▶ Description of the task: Count the lines in the records below that contain the string "mounted", and give only the number.

▶ Task inputs:
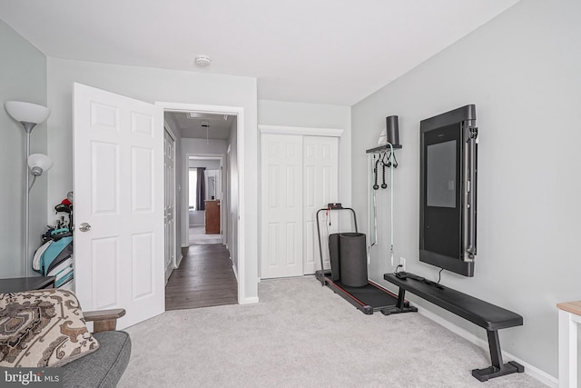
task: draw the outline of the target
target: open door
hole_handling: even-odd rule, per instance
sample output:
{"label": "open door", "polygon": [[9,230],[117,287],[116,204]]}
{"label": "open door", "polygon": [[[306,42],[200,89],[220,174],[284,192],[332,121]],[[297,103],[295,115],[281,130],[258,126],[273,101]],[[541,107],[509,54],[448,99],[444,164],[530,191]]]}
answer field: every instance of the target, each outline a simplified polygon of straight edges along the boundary
{"label": "open door", "polygon": [[164,311],[162,108],[74,85],[74,286],[124,328]]}

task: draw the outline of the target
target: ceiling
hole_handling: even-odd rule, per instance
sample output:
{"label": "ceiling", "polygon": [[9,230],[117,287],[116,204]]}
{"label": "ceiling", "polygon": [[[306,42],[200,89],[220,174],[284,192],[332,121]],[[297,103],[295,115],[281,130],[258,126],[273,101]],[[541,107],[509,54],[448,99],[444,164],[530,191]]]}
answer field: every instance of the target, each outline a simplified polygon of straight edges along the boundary
{"label": "ceiling", "polygon": [[[184,138],[228,140],[235,115],[196,112],[165,112],[163,118]],[[206,131],[206,128],[208,130]]]}
{"label": "ceiling", "polygon": [[352,105],[518,1],[26,0],[0,2],[0,18],[49,57],[251,76],[259,99]]}

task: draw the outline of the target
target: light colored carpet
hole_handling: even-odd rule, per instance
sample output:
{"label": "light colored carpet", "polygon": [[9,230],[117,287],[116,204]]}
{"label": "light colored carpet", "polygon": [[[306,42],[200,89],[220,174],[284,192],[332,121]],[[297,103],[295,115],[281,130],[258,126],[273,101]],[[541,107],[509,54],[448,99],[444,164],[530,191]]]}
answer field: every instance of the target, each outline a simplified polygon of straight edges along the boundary
{"label": "light colored carpet", "polygon": [[190,245],[222,244],[220,234],[206,234],[205,226],[190,226]]}
{"label": "light colored carpet", "polygon": [[480,383],[487,351],[416,313],[365,315],[314,277],[262,281],[259,296],[130,327],[119,387],[545,386],[525,373]]}

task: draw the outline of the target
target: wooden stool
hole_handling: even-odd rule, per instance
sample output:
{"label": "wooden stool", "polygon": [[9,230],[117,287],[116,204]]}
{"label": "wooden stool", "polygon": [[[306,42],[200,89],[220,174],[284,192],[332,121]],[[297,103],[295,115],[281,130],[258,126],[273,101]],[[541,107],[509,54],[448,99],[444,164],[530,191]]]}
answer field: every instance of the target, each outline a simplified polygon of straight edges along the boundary
{"label": "wooden stool", "polygon": [[559,309],[559,387],[577,386],[577,324],[581,301],[556,303]]}

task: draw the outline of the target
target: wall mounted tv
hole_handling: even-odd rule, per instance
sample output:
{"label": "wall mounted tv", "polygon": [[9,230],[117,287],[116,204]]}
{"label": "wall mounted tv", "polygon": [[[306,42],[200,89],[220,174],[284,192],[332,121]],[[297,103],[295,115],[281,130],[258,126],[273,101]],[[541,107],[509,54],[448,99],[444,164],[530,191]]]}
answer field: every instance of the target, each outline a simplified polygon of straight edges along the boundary
{"label": "wall mounted tv", "polygon": [[422,120],[419,130],[419,261],[474,276],[476,105]]}

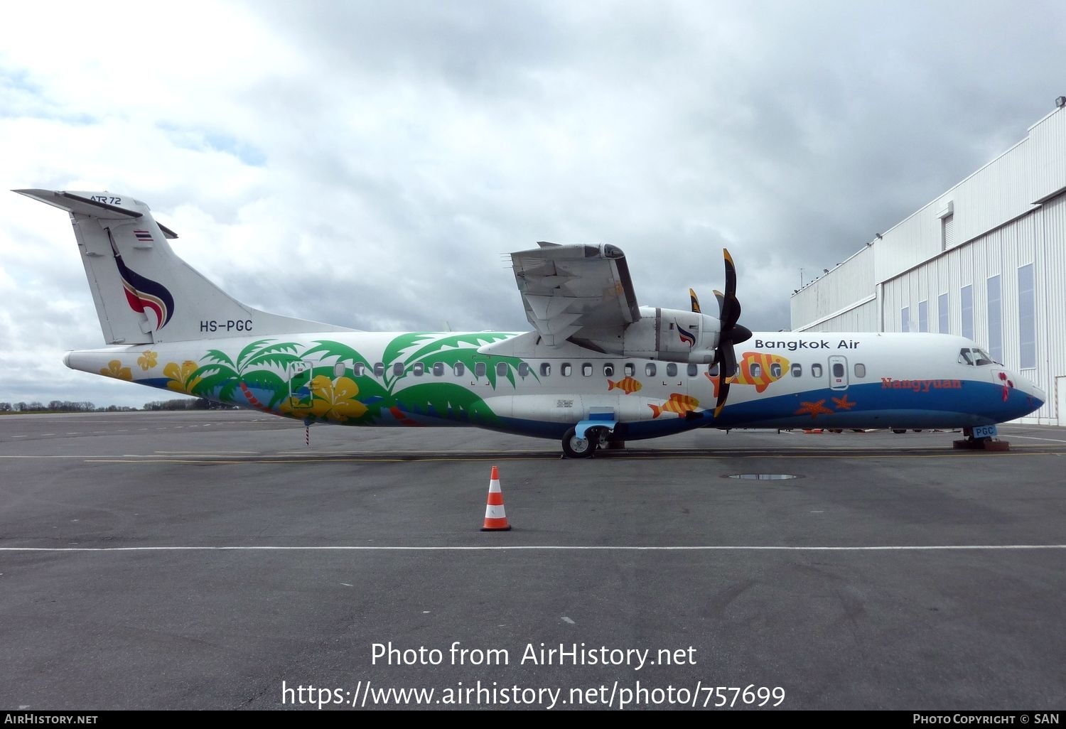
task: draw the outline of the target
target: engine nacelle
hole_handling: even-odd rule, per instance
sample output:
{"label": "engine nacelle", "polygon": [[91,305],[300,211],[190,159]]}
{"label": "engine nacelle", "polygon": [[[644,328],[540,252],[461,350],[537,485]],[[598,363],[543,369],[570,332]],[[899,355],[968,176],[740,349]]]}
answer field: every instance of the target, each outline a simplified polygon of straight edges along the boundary
{"label": "engine nacelle", "polygon": [[709,365],[714,360],[720,326],[716,317],[642,306],[641,318],[621,335],[584,337],[584,342],[577,343],[624,357]]}

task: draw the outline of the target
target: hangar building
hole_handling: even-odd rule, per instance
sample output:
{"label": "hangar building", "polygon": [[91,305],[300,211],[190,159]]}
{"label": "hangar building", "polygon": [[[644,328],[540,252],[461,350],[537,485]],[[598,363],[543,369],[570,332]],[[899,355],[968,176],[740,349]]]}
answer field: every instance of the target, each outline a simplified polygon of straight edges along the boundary
{"label": "hangar building", "polygon": [[792,295],[795,331],[962,335],[1066,425],[1066,97],[1022,141]]}

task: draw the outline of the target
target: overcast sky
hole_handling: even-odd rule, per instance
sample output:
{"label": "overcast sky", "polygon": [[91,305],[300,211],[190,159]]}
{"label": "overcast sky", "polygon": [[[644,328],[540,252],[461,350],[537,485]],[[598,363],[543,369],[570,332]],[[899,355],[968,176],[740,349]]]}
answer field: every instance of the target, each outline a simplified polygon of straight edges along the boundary
{"label": "overcast sky", "polygon": [[[742,322],[1022,140],[1062,2],[7,3],[4,189],[147,203],[246,304],[526,330],[501,254],[613,243],[643,305],[740,275]],[[65,213],[0,192],[0,401],[140,406]]]}

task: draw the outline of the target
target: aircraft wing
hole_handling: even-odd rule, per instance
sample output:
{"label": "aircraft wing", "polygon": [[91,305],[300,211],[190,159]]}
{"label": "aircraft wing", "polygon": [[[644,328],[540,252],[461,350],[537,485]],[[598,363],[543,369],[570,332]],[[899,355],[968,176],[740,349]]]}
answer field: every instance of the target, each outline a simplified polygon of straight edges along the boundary
{"label": "aircraft wing", "polygon": [[[558,245],[511,254],[526,318],[549,345],[585,327],[619,331],[641,318],[626,255],[603,245]],[[579,335],[580,336],[580,335]]]}

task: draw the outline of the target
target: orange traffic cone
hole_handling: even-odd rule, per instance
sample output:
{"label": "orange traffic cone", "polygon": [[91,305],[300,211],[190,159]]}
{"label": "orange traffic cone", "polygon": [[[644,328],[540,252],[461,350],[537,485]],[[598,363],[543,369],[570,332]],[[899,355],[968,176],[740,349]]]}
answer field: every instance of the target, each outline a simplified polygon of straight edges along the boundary
{"label": "orange traffic cone", "polygon": [[500,472],[492,467],[492,475],[488,482],[488,501],[485,504],[485,525],[483,532],[507,532],[507,515],[503,511],[503,492],[500,490]]}

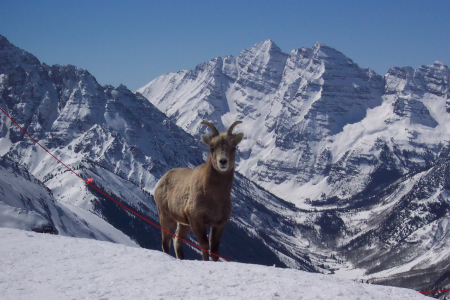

▶ Task response: 4